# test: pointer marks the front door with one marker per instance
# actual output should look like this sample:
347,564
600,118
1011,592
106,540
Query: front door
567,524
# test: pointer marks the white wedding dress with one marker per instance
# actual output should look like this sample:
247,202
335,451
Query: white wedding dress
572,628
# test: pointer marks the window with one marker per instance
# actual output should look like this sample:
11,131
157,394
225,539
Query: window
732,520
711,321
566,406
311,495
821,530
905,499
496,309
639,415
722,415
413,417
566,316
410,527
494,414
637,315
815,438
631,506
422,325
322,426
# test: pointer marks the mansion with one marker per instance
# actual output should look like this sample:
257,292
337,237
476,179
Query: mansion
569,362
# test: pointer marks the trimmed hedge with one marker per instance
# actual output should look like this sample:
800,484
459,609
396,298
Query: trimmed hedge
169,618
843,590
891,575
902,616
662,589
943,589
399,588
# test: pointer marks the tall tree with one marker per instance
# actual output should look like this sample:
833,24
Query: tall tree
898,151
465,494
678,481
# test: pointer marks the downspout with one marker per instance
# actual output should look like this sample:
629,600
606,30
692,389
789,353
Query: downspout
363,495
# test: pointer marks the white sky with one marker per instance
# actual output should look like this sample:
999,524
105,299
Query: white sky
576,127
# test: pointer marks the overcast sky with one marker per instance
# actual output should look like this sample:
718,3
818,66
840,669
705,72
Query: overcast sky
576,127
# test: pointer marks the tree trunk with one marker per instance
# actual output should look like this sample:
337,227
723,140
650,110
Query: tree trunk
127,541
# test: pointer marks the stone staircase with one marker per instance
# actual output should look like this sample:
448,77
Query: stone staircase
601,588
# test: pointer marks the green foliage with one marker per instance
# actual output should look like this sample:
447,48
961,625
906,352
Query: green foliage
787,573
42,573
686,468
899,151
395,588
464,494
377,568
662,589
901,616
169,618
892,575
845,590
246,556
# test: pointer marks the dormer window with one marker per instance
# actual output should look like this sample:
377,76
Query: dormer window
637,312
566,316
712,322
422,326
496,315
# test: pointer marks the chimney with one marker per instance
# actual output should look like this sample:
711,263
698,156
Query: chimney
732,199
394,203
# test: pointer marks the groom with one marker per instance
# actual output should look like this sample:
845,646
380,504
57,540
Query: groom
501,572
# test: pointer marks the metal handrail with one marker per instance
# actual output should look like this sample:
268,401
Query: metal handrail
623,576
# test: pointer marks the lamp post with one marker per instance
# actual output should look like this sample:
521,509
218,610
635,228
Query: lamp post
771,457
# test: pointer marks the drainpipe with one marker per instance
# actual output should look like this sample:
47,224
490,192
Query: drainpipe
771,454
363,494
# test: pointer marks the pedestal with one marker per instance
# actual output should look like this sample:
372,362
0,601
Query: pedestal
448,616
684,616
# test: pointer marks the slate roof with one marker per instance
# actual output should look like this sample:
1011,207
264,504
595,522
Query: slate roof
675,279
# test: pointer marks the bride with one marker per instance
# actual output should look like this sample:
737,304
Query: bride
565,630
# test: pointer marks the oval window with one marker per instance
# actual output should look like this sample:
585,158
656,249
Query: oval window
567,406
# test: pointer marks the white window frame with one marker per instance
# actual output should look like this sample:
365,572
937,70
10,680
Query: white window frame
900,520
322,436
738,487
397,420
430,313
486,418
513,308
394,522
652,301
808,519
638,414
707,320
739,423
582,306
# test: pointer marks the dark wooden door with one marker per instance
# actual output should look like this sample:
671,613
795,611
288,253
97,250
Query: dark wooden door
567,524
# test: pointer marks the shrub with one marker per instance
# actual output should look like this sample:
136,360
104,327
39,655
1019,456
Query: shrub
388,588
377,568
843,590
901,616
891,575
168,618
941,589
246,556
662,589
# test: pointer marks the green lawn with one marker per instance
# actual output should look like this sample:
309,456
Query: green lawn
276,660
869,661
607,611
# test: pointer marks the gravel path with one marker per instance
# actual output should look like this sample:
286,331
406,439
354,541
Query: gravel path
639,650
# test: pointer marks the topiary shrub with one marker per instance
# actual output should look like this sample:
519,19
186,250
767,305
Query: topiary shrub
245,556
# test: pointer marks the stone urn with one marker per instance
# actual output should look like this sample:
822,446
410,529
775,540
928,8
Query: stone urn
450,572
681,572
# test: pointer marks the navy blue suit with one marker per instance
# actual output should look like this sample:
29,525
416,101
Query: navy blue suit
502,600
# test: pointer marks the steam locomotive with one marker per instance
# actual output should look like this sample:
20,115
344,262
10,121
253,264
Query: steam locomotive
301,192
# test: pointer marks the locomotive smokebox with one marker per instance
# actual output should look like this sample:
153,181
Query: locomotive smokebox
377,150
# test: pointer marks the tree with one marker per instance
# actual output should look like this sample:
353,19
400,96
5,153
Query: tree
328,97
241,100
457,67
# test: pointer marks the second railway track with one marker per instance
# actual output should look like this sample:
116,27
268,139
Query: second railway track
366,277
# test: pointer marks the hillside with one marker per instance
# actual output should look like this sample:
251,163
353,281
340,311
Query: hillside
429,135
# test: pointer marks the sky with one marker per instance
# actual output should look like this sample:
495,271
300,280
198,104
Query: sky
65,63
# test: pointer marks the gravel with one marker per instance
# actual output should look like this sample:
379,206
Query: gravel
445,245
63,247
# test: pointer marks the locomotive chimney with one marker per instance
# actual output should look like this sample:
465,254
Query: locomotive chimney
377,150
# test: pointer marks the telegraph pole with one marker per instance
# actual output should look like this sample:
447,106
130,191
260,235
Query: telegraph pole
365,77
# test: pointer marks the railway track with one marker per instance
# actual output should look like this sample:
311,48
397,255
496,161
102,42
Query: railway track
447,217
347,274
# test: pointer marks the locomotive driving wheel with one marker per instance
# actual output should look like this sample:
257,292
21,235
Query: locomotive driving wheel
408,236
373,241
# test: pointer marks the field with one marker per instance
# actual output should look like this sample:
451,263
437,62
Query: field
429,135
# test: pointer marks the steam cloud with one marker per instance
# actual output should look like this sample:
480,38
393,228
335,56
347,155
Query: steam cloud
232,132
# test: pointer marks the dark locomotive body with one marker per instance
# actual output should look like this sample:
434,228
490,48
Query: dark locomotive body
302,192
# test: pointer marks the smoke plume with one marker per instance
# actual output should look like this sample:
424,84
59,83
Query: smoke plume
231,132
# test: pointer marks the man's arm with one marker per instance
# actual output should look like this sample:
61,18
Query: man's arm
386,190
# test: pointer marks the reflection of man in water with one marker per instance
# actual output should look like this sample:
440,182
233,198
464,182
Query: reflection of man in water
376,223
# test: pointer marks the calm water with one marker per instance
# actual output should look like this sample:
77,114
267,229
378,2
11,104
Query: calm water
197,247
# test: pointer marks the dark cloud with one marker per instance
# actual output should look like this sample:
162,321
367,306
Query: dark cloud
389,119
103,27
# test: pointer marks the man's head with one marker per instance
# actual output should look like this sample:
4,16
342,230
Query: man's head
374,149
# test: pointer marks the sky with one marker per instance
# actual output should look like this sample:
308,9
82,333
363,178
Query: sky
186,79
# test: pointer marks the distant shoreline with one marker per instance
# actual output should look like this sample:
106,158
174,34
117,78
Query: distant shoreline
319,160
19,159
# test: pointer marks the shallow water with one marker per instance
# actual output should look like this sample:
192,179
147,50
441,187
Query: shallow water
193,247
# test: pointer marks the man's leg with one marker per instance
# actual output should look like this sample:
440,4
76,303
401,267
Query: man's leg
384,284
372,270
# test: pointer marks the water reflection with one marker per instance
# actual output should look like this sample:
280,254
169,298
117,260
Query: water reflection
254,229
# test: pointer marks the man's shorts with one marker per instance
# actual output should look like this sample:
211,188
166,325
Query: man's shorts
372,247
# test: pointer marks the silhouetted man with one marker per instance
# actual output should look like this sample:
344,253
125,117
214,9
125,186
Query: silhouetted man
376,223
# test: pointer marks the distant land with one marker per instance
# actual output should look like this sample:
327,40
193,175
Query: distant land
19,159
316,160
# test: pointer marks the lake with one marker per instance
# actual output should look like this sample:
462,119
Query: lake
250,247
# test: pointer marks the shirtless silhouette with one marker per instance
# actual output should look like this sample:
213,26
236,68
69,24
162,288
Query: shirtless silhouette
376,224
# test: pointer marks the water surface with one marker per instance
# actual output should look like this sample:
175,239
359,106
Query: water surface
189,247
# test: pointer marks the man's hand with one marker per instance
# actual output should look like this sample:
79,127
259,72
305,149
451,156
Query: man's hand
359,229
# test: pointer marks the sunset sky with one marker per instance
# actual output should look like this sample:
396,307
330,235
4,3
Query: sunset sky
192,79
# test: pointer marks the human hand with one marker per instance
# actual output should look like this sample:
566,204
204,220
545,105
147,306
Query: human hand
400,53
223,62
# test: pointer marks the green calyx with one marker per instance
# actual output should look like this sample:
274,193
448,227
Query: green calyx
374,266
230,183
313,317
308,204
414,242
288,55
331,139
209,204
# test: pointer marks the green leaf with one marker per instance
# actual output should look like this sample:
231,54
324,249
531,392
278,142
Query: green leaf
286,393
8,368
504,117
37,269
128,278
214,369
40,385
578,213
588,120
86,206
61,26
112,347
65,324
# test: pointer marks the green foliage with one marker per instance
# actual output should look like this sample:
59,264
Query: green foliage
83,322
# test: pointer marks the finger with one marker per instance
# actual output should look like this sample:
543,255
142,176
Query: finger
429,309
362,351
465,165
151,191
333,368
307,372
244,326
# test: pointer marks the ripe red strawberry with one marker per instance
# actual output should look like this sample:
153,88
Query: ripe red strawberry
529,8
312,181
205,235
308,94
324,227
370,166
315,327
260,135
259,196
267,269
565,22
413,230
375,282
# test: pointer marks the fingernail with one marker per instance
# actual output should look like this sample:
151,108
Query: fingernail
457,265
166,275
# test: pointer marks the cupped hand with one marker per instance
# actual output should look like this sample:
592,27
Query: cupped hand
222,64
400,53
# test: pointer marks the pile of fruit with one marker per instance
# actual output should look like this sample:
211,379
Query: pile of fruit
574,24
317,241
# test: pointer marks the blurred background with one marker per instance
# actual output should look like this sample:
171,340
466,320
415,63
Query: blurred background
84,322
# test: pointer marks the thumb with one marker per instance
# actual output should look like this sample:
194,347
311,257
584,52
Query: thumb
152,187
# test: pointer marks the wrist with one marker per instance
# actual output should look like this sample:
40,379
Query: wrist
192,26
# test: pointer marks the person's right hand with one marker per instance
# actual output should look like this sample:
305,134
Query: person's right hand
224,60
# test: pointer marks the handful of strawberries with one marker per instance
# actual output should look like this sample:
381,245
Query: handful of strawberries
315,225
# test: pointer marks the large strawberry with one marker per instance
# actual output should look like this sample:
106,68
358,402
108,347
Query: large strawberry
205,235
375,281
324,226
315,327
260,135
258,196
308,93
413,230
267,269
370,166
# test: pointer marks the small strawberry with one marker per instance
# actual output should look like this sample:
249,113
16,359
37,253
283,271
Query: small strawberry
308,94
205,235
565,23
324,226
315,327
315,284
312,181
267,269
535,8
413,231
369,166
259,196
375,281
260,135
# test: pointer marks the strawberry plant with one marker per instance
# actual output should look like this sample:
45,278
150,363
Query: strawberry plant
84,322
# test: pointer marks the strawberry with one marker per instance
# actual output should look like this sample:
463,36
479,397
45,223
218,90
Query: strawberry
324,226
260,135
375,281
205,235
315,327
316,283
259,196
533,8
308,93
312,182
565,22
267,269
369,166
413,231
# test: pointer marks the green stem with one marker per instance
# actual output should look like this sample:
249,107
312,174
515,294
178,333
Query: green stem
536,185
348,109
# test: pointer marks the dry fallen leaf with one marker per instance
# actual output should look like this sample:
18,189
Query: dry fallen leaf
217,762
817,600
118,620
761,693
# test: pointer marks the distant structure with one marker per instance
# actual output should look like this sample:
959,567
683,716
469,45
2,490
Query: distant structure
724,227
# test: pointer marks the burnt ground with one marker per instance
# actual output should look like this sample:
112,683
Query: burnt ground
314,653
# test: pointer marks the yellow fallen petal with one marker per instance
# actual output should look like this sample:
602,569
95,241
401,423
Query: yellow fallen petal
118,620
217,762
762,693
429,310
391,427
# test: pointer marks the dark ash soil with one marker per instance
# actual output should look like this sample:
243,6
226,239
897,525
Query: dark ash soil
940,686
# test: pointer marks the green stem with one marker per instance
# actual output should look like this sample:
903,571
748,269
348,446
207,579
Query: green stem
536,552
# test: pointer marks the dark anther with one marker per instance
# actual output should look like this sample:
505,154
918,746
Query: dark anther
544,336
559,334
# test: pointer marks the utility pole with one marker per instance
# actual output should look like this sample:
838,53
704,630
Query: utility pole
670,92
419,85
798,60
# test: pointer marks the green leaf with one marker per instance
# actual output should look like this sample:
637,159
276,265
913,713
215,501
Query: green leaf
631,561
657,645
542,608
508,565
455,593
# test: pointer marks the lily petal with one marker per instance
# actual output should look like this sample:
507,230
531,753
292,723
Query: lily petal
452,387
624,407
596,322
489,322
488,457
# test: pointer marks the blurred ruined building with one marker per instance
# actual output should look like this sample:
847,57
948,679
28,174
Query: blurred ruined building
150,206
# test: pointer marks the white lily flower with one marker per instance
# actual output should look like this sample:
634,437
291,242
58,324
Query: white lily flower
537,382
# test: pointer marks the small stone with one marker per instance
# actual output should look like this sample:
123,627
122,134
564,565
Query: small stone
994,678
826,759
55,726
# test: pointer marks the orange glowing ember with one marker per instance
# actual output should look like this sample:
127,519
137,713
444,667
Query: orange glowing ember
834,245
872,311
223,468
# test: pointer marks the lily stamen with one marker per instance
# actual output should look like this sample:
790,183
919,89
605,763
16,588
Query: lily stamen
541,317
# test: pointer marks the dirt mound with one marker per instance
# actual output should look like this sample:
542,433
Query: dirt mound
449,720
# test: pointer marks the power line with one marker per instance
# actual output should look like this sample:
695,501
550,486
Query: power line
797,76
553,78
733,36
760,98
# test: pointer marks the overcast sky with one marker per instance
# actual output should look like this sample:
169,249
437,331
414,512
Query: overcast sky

—————

▸ Task instructions
Reproduce the records above exactly, starting with the line that contains "# test: pointer marks the lily stamen" and ending with the last line.

▸ Exercise answer
# test: pointer marks the lily stamen with one marker per instance
# actual output should look like this sample:
790,183
919,89
605,763
16,588
Query: lily stamen
541,317
# test: pointer marks the dirt mound with one marker per instance
# actual output should look like this sample:
542,433
Query: dirt mound
449,720
# test: pointer marks the power line with one marker per instance
# actual output should look like this sample:
695,501
550,486
Query: power line
797,76
553,78
733,36
760,98
# test: pointer marks the overcast sky with one marker per instance
# actual output should look like this sample:
169,249
437,331
414,512
Query: overcast sky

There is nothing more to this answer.